Raw data Block Start

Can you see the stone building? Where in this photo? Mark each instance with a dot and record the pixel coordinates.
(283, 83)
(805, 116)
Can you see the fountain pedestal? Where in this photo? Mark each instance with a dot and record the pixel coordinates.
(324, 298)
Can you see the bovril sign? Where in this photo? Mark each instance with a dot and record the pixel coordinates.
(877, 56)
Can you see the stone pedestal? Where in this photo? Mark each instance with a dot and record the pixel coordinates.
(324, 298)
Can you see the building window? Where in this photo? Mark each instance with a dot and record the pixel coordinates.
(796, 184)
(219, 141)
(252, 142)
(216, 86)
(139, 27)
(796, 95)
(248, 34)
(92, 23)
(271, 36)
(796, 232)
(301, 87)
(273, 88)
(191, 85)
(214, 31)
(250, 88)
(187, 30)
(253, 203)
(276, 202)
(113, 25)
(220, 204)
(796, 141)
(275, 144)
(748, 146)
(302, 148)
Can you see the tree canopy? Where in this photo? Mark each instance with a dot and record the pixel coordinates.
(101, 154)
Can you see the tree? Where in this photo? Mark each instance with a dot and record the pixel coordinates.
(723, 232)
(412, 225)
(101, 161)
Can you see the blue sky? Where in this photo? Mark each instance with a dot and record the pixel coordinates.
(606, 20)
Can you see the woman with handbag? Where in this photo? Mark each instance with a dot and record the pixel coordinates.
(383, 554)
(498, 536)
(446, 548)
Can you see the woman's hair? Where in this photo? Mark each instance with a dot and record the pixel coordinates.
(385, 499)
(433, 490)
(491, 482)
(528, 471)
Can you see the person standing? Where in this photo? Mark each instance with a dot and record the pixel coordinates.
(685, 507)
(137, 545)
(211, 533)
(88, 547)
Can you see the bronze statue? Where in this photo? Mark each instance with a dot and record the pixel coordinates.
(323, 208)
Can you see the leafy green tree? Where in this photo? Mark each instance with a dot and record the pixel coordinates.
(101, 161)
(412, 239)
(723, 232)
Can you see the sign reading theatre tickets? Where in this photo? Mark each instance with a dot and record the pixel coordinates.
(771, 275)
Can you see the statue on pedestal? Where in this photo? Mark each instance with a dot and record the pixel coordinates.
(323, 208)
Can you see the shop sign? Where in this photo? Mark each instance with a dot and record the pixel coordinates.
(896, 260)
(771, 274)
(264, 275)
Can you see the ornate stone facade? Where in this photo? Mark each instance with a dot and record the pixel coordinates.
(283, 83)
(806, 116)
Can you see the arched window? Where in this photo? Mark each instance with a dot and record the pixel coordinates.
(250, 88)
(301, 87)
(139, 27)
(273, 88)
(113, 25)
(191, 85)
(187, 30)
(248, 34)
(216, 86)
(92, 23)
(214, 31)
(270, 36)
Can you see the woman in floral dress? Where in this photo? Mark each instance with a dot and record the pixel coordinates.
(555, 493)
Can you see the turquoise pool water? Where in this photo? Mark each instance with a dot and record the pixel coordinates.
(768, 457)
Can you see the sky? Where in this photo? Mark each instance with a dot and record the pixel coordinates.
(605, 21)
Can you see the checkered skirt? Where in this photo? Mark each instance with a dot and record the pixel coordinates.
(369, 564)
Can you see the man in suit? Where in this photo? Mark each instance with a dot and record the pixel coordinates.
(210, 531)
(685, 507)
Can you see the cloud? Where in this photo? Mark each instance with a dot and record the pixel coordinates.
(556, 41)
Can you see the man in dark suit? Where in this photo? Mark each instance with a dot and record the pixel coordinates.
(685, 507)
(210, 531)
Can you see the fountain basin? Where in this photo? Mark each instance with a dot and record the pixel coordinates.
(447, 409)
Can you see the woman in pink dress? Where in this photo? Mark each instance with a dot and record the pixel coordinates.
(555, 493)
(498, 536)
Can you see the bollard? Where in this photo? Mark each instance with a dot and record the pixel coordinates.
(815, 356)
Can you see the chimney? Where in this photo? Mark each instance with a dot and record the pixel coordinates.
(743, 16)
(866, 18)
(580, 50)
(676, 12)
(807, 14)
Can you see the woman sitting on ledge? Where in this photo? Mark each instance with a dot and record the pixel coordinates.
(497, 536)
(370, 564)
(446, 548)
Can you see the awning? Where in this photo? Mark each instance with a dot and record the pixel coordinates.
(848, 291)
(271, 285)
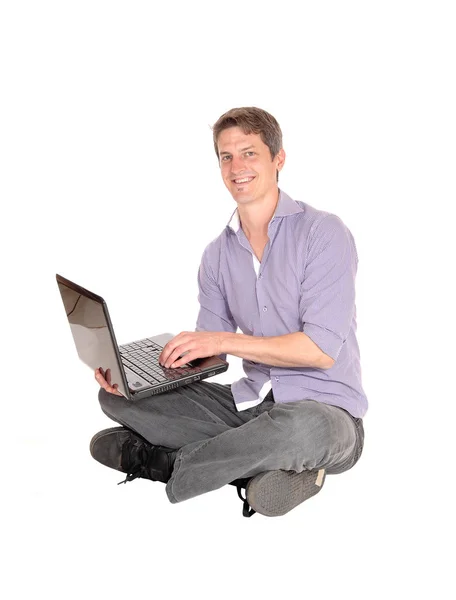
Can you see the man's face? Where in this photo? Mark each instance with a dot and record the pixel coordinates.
(247, 169)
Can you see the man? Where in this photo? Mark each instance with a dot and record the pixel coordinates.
(284, 274)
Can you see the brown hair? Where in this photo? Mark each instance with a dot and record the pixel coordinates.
(251, 120)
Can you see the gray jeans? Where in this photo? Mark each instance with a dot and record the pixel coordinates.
(218, 444)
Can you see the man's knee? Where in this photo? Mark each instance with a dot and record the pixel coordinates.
(323, 433)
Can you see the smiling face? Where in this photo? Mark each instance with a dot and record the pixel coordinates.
(247, 168)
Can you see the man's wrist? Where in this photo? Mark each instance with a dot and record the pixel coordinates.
(226, 339)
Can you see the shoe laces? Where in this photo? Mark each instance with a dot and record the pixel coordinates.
(135, 460)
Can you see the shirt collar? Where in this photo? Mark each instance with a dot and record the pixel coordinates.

Raw data Block End

The answer is the entries above, given again exactly, with no pictures among them.

→ **Exercise answer**:
Can you see the stone building? Where in this photo? Mark each instance with a dot and record the pixel coordinates.
(283, 83)
(805, 116)
Can you see the fountain pedestal? Where in this photo? Mark each instance with a dot and record the pixel coordinates.
(324, 298)
Can you see the bovril sign? Where in this photo? Mark each instance with a dot and record the pixel coordinates.
(877, 56)
Can you see the stone pedestal? Where in this photo? Mark each instance with a dot and record the pixel coordinates.
(324, 298)
Can you see the building window? Where in this photo? Mark each instance with a dot and record the pixel coordinates.
(796, 184)
(219, 141)
(252, 142)
(216, 86)
(139, 27)
(796, 95)
(248, 34)
(92, 23)
(271, 36)
(796, 232)
(301, 87)
(273, 88)
(191, 85)
(214, 31)
(250, 88)
(187, 30)
(253, 203)
(276, 202)
(113, 25)
(220, 204)
(796, 141)
(275, 144)
(748, 146)
(302, 148)
Can you see the tree canopy? Where in this photo? Mark each instance with a dot and record the pixel coordinates.
(101, 154)
Can you see the tree? Where in this photo? Mark each instance with a dot and record the pixel coordinates.
(723, 232)
(412, 225)
(101, 161)
Can you see the blue sky? Where in this photo? Mark each instance with a dot and record the pixel coordinates.
(606, 20)
Can you see the woman with handbag? Where in this photo? Mark each instance with a dot and record the pixel coordinates.
(383, 554)
(498, 536)
(446, 548)
Can you see the woman's hair? Where in this photo? Mark each instance with a dot and record the pixel coordinates.
(385, 499)
(433, 490)
(491, 482)
(528, 471)
Can you see the person standing? Where in this photo? Mark each instance with a dot and record the pixel coordinates.
(685, 507)
(137, 545)
(211, 533)
(88, 547)
Can you see the bronze statue? Where in this photo? Mark each instance with a dot and record the pixel coordinates.
(323, 208)
Can you see the leafy green tree? Where in this photo? Mark each instance with a dot and record the pixel coordinates.
(101, 161)
(412, 239)
(723, 232)
Can you see the sign reading theatre tickets? Where in this photo? Mark each instance with a dot and record the pixel coordinates.
(771, 275)
Can you see the statue on pedestal? Where in this photo? Mark each instance with a dot and record the pixel coordinates.
(323, 208)
Can you see the shop sign? Where in this photo? Mark each instance with a dot and record the pixel coordinates.
(896, 260)
(771, 274)
(264, 275)
Can you see the ornate stone facade? Where in this photo? Mark each instance with a dot and record the pixel coordinates.
(283, 83)
(806, 116)
Can you see the arched window? Where in this photo? Mark each instance with a dot and record the pixel coordinates.
(250, 88)
(301, 87)
(139, 27)
(273, 88)
(113, 25)
(191, 85)
(187, 30)
(248, 34)
(216, 86)
(92, 23)
(214, 31)
(270, 36)
Can you see the woman in floral dress? Where in this photo? Mark each instance with a dot and record the pixel coordinates.
(555, 493)
Can you see the turquoise pool water? Where in this photo? Mark each instance with a dot and record the pixel coordinates.
(768, 457)
Can you see the sky? Where in this photo? Mark each instance with a dot and record the pixel coordinates.
(605, 21)
Can you see the checkered skirt? Where in this photo? Mark each instance with a dot and record the pixel coordinates.
(369, 564)
Can you see the man in suit? Where in this photo? Mark each instance with a dot and record the pixel coordinates.
(210, 531)
(685, 507)
Can you see the cloud? Where in this photo? Mark each instance with a dot and record the pixel coordinates.
(556, 41)
Can you see the man in dark suit? Where in this photo? Mark each instance with a dot and record the pixel coordinates.
(685, 507)
(210, 531)
Can you see the fountain basin? Where in this photo? Mark each instance with a dot and record the pixel coordinates.
(447, 409)
Can you see the woman in pink dress? Where in this photo? Mark each instance with a dot and record the pixel coordinates.
(555, 493)
(498, 536)
Can you see the bollard? Where in this photo? Mark each instance with a dot and record the pixel coordinates.
(815, 356)
Can you see the chimney? Where in this photo? Mark each instance with a dot and record the pixel coordinates.
(743, 16)
(866, 18)
(580, 50)
(676, 12)
(807, 14)
Can you see the woman sitting on ledge? Where in this photo? Mark each instance with a dot and record the pixel coordinates.
(497, 536)
(370, 564)
(446, 548)
Can you see the awning? Where in this photo? Mark each instance with a dot and record the pixel coordinates.
(848, 291)
(271, 285)
Can you see the man's face? Where in this photo? Mark each instance with a dot and record the pixel coordinates.
(247, 169)
Can you see the man? Where in this photo? Mark each instance with a dot and record the pixel coordinates.
(284, 274)
Can you see the brown hair? Where in this photo? Mark each instance with a dot and record the pixel coordinates.
(251, 120)
Can you see the gray jeans? Where in this photo? Mark each instance with a dot and record the pixel coordinates.
(218, 444)
Can you see the man's knee? Where in this photo? Mark each instance with a dot and record the pixel coordinates.
(323, 433)
Can you see the smiling face? Where in this photo? Mark each instance with a dot and record the pixel coordinates.
(247, 168)
Can you see the man's wrist? Where in this photo? Mark each instance with a dot and record the pixel coordinates.
(226, 339)
Can you see the shoe laces? Where in this photo? Mark each instance with a dot and record the pixel coordinates.
(135, 460)
Can you see the shirt collar? Where in this photo? Mark each instance with a dot and record the pixel coordinates.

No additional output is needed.